## [Page text]
★ ★ ★ ★
Population dynamics and avian brood parasitism: Persistence and invasions in a three-species system
Ney-Nifle M., Bernstein C., Reboreda JC., Kacelnik A.
1. Avian brood parasites include species that are host specialists and others that are generalists. The impact of each kind of parasite on the persistence of the host population is studied by means of a population dynamics model. 2. Our model examines conditions for coexistence and invasions in a community of three South American cowbirds, the shiny cowbird Molothrus bonariensis (a generalist parasite), the screaming cowbird M. rufoaxillaris (a specialist parasite), and the baywinged cowbird Agelaiodes badius (a nonparasite that hosts the other two). 3. Three biologically realistic characteristics not previously included in brood parasitism models are explored and shown to be crucial for the stability of the system. These characteristics are: (i) female parasites take at least a day to produce an egg and cannot store eggs for delayed laying - this is modelled by means of a type II functional response; (ii) parasites often remove or puncture (destroy) host eggs when visiting a nest; and (iii) hosts desert nests when the total clutch (host plus parasite) exceeds some threshold. 4. These characteristics have a direct impact on parasite population renewal and reduce dramatically the stable coexistence conditions. 5. Comparing the stability conditions of the host-specialist system with those of the three-species system shows the impact of the arrival of a generalist parasite on the persistence of the host-specialist system when the three characteristics are present. The stability boundaries are restricted when the generalist is absent and change little for a realistic density of generalist. 6. The study of invasion by a specialist into a host-generalist stable community shows that the parameter region for coexistence and invasion coincide. 7. Comparison of our model against its precursors using field data for the parameters when available, shows that the three-species cowbird model system is stable for empirically realized parameter values, unlike a previous model by May & Robinson (1985; American Naturalist, 126, 475-494) where none of the three characteristics were included. © 2005 British Ecological Society.
★ ★ ★ ★
## [Records supplied]

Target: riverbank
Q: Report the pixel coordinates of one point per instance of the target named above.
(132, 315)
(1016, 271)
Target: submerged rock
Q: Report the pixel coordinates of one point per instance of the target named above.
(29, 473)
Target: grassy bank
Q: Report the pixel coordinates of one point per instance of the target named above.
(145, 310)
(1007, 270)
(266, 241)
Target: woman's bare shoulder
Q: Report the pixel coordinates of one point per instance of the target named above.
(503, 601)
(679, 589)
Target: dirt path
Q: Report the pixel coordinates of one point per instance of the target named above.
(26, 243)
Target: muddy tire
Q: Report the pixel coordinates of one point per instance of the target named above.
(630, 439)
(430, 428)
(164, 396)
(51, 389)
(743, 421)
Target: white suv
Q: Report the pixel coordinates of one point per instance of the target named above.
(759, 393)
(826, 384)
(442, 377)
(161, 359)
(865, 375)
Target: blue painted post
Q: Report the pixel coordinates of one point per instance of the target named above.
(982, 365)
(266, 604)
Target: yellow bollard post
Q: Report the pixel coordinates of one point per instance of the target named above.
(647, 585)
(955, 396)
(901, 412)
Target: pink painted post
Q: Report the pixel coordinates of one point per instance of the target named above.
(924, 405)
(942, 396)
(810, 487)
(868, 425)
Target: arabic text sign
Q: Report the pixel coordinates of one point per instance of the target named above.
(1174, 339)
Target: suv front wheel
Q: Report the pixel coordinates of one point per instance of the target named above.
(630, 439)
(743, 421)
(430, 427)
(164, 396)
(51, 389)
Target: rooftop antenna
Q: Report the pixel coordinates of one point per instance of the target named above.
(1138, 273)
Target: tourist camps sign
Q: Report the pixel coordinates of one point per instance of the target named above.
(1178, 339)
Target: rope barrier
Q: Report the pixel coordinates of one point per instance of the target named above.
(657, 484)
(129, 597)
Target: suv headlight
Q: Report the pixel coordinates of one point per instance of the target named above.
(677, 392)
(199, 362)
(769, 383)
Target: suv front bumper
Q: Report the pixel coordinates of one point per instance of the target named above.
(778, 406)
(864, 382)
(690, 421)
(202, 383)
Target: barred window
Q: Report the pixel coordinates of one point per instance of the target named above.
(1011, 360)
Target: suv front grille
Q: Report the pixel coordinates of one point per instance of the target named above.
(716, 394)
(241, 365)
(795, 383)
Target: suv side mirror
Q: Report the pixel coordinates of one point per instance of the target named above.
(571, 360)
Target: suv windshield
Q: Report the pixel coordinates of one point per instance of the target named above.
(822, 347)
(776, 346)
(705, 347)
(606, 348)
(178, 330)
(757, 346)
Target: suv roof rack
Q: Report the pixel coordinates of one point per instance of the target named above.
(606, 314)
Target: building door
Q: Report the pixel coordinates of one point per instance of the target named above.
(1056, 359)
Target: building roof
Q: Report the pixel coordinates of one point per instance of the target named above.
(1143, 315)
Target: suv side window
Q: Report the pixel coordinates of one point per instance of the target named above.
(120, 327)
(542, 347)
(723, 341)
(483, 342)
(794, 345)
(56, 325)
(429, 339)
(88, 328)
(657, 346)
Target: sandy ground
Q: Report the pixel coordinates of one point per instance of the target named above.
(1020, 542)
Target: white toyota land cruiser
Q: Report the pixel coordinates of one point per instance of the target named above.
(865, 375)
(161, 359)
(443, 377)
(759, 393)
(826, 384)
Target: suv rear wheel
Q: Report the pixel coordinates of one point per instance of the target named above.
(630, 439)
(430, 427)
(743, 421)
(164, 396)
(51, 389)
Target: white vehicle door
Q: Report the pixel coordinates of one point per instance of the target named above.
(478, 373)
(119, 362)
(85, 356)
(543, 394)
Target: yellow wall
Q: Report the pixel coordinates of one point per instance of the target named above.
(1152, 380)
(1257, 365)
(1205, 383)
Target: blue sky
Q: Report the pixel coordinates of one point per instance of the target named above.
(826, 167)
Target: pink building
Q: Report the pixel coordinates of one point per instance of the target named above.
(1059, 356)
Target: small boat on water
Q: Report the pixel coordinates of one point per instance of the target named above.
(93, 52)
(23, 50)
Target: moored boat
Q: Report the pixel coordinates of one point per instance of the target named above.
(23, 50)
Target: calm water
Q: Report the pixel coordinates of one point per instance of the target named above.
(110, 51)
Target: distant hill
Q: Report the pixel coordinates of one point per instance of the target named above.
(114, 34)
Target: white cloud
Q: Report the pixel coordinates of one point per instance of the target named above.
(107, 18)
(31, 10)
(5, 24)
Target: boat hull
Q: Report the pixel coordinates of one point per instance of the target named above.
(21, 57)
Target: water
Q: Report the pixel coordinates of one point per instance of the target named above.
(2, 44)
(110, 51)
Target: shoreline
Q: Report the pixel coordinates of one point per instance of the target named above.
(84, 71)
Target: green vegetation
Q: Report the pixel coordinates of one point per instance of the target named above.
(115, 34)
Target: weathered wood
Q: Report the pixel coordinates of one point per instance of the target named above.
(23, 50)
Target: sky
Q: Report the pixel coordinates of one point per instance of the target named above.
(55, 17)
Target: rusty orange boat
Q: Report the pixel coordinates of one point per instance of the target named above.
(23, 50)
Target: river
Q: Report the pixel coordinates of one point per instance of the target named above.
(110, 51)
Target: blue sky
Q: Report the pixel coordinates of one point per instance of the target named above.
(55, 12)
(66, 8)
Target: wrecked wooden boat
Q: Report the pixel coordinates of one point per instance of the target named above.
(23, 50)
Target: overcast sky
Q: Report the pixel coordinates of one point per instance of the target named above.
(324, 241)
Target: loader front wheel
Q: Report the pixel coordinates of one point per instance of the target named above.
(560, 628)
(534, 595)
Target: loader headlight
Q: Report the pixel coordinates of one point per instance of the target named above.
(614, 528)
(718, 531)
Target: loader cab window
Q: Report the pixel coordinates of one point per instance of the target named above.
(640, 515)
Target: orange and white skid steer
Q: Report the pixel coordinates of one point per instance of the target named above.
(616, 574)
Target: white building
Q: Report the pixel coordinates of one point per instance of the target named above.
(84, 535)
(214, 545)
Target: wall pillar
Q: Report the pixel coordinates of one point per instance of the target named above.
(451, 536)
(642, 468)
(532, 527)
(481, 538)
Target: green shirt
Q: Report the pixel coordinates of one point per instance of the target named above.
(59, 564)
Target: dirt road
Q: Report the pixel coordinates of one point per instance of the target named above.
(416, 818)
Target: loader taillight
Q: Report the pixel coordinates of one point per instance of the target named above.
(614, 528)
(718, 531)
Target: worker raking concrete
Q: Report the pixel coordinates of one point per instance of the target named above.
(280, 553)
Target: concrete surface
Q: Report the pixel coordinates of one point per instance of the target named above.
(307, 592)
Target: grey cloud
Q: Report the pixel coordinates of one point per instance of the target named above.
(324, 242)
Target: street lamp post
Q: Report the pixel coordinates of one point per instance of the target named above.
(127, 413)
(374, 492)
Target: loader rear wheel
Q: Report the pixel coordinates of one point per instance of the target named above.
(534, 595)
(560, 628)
★ ★ ★ ★
## [What needs to be done]
Duplicate the stretch of the cowbird abstract from "Population dynamics and" through "JC., Kacelnik A." with no changes.

## [Result for this exercise]
Population dynamics and avian brood parasitism: Persistence and invasions in a three-species system
Ney-Nifle M., Bernstein C., Reboreda JC., Kacelnik A.